Source document

※ ※ ※

Discussion in 'Wall St. News' started by richardyu301, Feb 24, 2006.
that would happen if we approach depression like environment. why such doom and gloom here?
The Gummint provided the data. At best, probably an exaggeration... at worst an out-and-out lie.
Whenever Gummint tells you something is good, you should suspect it's a lie and conduct your business accordingly.
Sorry, divided instead of multiply. Correct amount is 389000$.
I miscalculated. Net worth is even higher: 389000$.
It is the AVERAGE net worth, not the median. So total net worth divided by the population.
We have less super rich people and (much) less poor people. Wealth is better spread than in the US.
To me it is more important that most of the population has 300000 euros than the american situation where many have nothing and few have much.
Overhere EVERYBODY has a basic healthcare that is affordable, i think i pay less than 100 euros a year.
An example: my daughter was hospitalized last mont. Total cost:895.13 euros.
I had to pay 6.45 euros plus 1.50 euros for supplements. Total: 7.95 euros; the rest was paid by health care.
73% of our population have their own house. So wealth is fairly well spread.
Of course the top and bottom 10 % will show spectacular excesses. But that's inevitable.
Well, if you study the fundamentals of housing, you will find that it is very likely that house prices will fall quite soon and A LOT. Also that should trigger a recession, since the economy has depended on housing for so much and for a long time.
Only the speculators or those that grossly overpaid will be hurt. The average "Joe" or "Jane" will simply have to live longer in one spot to even out the equity. Even if there's a recession, only those that are overextended will get hurt. Now, we can argue if the average American is overextended or not (I think many are), but an all-out housing crash isn't going to happen. Housing prices will fall to a moderate pace and many will have to live longer in one spot. Real estate should, and historically has, returned around 5-10% (6-8% is very realistic). So those regions that have seen 30% appreciation rates will stagnate, but there's not going to be any bust anytime soon even if mortgage rates go to 10%. If anything there's a housing shortage in many key markets, appreciation will simply moderate.
As far as overall American wealth, the main topic, savings rates and wealth accumulation statistics don't accurately take into account appreciation. Retirement accounts aren't accounted for often either. Yes Americans live in debt, but there is "smart" debt and "dumb" debt. A mortgage is what I call necessary debt and real estate equity appreciation isn't accounted for in net worth statistics. The three SUV's in the driveway is "DUMB" debt.

※ ※ ※

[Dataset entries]
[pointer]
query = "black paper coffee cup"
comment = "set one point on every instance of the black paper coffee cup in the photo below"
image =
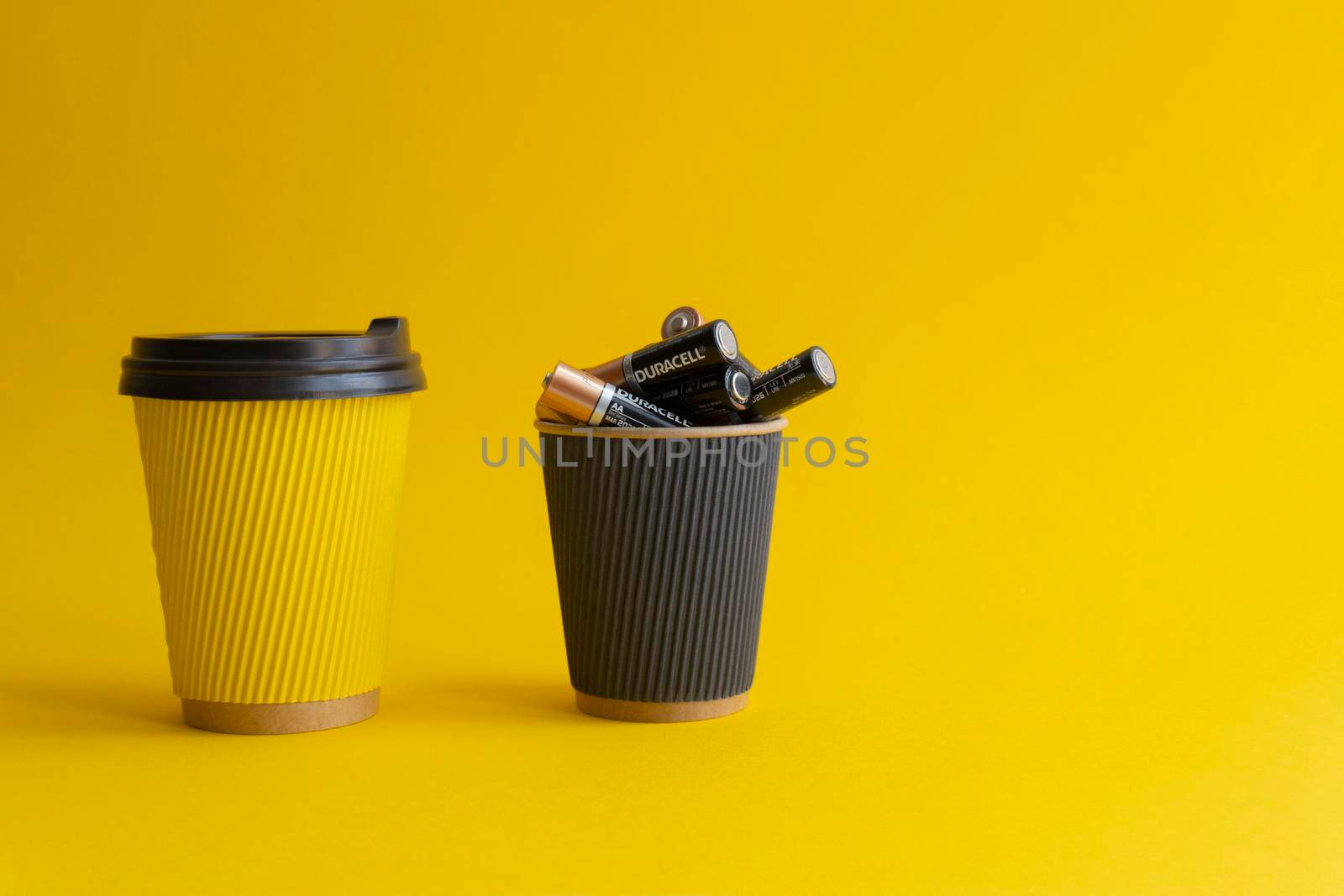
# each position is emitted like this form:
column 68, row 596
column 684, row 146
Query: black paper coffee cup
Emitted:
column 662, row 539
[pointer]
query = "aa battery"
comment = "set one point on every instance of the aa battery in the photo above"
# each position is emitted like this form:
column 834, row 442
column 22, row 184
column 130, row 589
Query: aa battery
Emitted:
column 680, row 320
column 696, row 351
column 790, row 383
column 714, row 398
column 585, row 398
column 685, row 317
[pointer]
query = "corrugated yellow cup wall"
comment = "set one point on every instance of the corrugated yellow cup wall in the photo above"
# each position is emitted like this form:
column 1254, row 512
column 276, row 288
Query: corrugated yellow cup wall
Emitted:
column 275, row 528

※ ※ ※

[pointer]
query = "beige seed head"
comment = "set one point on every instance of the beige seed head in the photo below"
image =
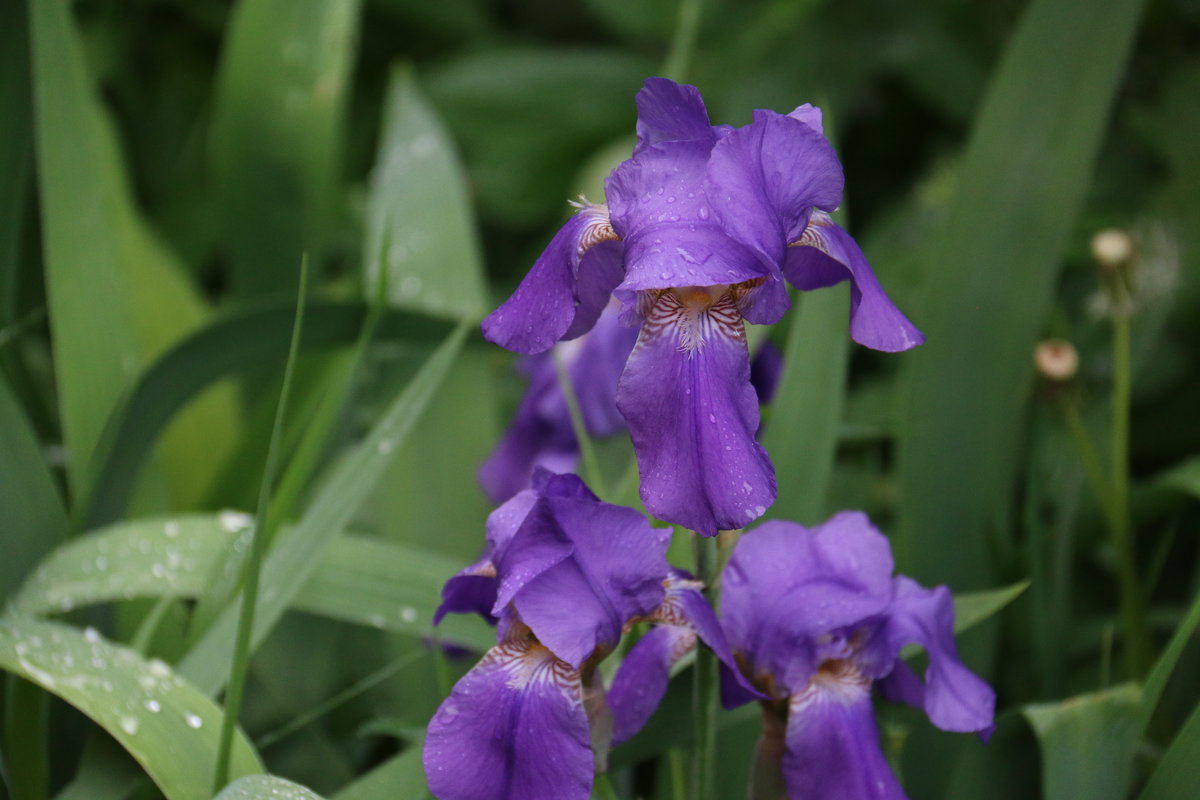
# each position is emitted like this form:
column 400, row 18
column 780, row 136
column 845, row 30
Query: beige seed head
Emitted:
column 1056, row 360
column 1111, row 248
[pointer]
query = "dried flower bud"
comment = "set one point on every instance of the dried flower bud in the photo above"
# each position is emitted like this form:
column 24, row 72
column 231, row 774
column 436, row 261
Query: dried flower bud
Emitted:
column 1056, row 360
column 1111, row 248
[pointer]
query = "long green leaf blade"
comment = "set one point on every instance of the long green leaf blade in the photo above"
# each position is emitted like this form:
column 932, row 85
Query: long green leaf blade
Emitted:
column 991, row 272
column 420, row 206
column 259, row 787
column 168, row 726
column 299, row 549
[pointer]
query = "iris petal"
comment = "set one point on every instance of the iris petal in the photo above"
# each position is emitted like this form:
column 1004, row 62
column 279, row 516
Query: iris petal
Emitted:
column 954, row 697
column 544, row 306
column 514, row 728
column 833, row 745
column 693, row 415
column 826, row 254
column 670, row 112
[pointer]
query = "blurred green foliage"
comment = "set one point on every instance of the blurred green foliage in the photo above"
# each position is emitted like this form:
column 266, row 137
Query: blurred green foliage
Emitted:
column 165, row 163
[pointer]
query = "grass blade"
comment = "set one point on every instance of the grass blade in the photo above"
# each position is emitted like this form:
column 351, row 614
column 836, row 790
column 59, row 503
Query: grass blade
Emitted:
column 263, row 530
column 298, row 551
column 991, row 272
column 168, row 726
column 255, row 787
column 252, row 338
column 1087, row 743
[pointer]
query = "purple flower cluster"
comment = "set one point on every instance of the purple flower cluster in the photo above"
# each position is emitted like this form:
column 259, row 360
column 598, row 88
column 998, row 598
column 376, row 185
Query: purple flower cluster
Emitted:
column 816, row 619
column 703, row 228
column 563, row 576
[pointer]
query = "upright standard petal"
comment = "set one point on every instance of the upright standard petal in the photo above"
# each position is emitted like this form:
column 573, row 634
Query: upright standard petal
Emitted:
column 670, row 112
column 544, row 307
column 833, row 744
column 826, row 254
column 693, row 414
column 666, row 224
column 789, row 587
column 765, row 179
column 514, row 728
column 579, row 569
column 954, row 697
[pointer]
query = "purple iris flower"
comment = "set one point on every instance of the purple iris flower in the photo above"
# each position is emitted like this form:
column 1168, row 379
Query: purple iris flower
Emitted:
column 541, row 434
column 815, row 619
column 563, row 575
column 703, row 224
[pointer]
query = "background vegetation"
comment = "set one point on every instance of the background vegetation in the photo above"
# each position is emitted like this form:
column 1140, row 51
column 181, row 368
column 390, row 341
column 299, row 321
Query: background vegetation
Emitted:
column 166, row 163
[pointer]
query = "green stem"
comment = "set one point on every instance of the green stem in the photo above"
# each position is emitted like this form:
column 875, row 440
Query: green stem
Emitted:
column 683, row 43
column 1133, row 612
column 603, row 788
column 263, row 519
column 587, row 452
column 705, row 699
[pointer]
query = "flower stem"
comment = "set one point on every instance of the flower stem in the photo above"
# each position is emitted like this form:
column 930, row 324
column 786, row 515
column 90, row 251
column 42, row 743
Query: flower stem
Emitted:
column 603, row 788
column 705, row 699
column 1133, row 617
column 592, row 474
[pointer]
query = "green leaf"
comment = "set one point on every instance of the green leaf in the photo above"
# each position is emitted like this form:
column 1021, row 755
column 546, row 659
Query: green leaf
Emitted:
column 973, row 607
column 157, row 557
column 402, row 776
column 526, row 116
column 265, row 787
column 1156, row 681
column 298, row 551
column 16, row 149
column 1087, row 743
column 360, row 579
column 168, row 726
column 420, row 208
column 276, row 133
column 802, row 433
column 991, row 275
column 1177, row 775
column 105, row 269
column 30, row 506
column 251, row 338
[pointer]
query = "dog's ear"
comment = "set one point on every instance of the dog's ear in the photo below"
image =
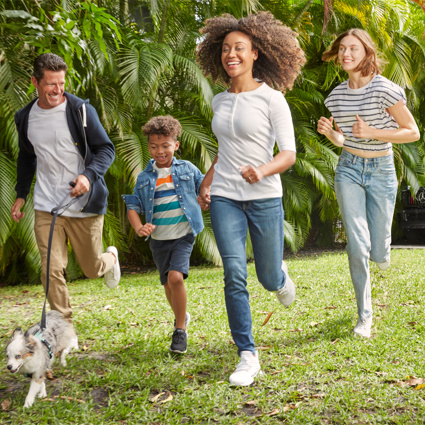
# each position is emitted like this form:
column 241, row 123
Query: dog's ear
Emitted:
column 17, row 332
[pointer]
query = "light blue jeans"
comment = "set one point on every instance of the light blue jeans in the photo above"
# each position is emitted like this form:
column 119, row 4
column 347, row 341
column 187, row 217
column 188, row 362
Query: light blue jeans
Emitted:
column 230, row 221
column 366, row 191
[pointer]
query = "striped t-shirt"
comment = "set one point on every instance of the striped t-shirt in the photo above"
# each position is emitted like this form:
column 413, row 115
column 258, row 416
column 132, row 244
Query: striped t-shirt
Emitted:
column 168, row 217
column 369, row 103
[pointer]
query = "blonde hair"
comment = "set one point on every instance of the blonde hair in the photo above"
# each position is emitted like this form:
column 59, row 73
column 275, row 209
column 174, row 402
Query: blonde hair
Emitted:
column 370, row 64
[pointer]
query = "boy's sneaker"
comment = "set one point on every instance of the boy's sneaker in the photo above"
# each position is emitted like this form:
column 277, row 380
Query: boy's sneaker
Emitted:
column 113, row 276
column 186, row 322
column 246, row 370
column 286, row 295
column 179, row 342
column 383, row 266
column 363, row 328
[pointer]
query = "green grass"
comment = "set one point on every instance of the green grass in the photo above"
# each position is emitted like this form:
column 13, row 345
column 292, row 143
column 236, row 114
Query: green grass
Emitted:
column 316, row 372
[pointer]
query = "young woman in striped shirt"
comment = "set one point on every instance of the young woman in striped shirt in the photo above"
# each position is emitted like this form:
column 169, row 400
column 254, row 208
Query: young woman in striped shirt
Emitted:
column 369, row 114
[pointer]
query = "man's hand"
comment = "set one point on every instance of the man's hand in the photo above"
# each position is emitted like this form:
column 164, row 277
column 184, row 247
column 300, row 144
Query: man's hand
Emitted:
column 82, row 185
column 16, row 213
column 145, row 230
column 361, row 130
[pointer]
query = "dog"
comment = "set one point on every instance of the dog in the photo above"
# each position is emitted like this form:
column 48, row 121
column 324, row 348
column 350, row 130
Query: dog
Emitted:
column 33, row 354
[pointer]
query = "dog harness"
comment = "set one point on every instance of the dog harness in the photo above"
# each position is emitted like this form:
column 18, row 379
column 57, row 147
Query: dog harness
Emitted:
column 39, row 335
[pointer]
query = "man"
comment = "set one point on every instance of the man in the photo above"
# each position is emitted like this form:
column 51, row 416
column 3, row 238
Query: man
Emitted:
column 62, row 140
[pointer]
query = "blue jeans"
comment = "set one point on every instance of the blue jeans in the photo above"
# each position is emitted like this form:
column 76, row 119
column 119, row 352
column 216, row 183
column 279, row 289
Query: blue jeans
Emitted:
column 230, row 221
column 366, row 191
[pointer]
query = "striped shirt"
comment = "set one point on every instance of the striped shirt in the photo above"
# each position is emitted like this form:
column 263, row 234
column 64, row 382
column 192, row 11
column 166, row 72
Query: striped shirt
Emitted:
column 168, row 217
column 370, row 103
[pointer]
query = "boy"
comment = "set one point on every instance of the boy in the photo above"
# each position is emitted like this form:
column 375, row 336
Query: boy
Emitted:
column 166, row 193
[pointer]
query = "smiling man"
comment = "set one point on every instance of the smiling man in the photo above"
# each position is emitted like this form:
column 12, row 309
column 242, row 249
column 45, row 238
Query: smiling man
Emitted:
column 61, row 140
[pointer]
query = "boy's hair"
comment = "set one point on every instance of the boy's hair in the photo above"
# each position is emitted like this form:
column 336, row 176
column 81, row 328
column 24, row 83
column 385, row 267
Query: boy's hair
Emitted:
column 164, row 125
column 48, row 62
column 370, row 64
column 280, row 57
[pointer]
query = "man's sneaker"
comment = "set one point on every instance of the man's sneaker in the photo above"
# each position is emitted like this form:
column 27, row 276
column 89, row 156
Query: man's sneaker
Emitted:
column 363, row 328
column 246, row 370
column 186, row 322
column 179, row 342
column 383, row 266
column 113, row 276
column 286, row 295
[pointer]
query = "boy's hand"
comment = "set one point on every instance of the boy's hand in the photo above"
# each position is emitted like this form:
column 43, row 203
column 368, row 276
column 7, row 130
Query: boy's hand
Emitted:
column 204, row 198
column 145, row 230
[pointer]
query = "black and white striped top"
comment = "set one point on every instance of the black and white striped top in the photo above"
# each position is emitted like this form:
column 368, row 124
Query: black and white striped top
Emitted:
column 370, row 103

※ ※ ※

Exercises
a. List every amount stated in euros in the forum discussion about national wealth and housing.
b. Continue the forum discussion about national wealth and housing by writing the next post, picking up after the remark about "DUMB" debt.

Set of answers
a.
- 300000 euros
- 100 euros
- 895.13 euros
- 6.45 euros
- 1.50 euros
- 7.95 euros

b.
Fact: The main source of accumulated wealth for the average American is their primary residence.
If you haven't over-leveraged against that investment, then you probably have seen a good jump in your net wealth the last 6 years. The problem isn't owning real estate, but tapping into that real estate's equity when it's inflated. Even if you have done that, you still will be alright more likely than not due to the fact that you will simply stay put longer than the average 3 years people spend in one spot.
Simply put, most statistics don't accurately account for wealth, its accumulation nor its appreciation.
"Facts are stubborn things, but statistics are more pliable."
"There are three kinds of lies: lies, damned lies, and statistics."
I want to know what country has 73% home ownership and an average $385K net family worth.
This country must be at the top of the "richest in the world" and the USA must be about 30 places below it. (sarcasm).
Personally, I like to look at liquidity as a measure of wealth. It's one thing to say you have a million dollars in assets (houses, cars, paper profits, etc), and another thing to say you have a million dollars liquid (cash, gold/silver).
Both situations say you have a million dollars, but the underlying idea of real wealth puts them at opposite ends of the wealth spectrum.
Agreed. Still difficult to believe the $93k stat. Take RE out of the equation and where are we?
I'd like the see the stat (or preferably the fact) about net worth excluding the primary residence, but factoring in the mortgage. Looking at that info in combination with the average savings rate and we'll have a much more realistic profile of where we really are.